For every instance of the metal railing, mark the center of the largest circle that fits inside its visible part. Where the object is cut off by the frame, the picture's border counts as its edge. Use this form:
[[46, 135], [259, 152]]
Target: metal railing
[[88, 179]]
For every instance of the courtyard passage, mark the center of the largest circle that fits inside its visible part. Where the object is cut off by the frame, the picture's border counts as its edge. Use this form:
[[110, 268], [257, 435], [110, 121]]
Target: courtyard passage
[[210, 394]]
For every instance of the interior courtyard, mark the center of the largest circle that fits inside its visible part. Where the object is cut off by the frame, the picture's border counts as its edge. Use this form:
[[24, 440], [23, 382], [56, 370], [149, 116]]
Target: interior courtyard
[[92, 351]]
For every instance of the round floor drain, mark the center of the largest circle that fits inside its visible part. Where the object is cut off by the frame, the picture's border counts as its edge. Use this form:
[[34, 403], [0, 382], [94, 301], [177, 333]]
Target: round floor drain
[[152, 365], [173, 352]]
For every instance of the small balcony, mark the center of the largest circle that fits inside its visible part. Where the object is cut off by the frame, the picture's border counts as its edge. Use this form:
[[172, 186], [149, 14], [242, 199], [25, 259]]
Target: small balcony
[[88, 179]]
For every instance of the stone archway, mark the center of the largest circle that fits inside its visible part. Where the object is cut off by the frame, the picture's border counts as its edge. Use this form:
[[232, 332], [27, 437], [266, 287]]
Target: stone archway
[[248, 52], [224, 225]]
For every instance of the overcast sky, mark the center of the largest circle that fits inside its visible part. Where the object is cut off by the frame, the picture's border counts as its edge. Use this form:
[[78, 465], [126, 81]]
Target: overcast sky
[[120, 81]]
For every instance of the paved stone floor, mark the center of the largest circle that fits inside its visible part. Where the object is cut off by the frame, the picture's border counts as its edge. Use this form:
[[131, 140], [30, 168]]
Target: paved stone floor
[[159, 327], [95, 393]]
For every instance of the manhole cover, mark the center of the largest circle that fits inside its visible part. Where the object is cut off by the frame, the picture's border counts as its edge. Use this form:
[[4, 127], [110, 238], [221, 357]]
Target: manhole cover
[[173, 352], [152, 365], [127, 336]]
* * *
▶ Given request
Rewrite every line of the records above as a numbered list, omitting any blank lines.

▶ Solution for this exercise
1. For every instance of the metal railing, mark the center of the largest circle that fits inside its visible part. Where the object is cut off by the frame, the picture's border counts as its edge. Use this form:
2. [[46, 135], [259, 152]]
3. Target: metal railing
4. [[88, 179]]
5. For every instance of the courtyard passage, mark the center of the largest circle that fits inside its visible part. Where the object is cut off by the frame, the picture's border counts as its edge. Use this form:
6. [[110, 268], [257, 435], [110, 121]]
7. Target: courtyard passage
8. [[210, 394]]
9. For every instance of the interior courtyard, mark the center of the largest circle that fits inside its visible part. Where the object is cut off by the frame, the picture's border counts as its edge. Use this form:
10. [[24, 440], [23, 382], [56, 370], [149, 116]]
11. Target: interior courtyard
12. [[92, 351]]
13. For every instance of the round floor drain, mark the center of the largest circle that fits inside its visible part. Where the object is cut off by the frame, the picture's border counts as its edge. Use this form:
14. [[34, 403], [0, 382], [94, 301], [177, 333]]
15. Target: round floor drain
16. [[152, 365], [173, 352]]
17. For every instance of the small balcony, mark the center of the largest circle that fits inside its visible part. Where the object is cut off by the frame, the picture's border counts as its edge. Use this form:
18. [[172, 186], [149, 14], [242, 199], [25, 259]]
19. Target: small balcony
20. [[88, 179]]
21. For every instance of the stone archway, mark the center of the largest circle that fits inside its visible part. Where the object is cut off by the frame, the picture's border counts as its edge. Use this form:
22. [[232, 332], [27, 437], [266, 287]]
23. Target: stone archway
24. [[248, 52], [224, 225]]
25. For every instance of the overcast sky, mark the center of the largest circle that fits inside its visible part. Where the object is cut off by the frame, the picture's border counts as its edge. Use this form:
26. [[78, 465], [126, 81]]
27. Target: overcast sky
28. [[120, 81]]
29. For every instance of the paved stone floor, mark the center of the largest circle that fits inside its visible part. Where the object is cut off by the frame, the picture's border counts as its edge. Use this form:
30. [[131, 140], [30, 168]]
31. Target: paved stone floor
32. [[159, 327], [95, 393]]
33. For every instance of the manhole cover, mark the center of the largest circle that fits inside its visible part. Where the object is cut off by the frame, the picture's border counts as its edge. Use this form:
34. [[4, 127], [110, 238], [221, 357]]
35. Target: manhole cover
36. [[173, 352], [152, 365], [127, 336]]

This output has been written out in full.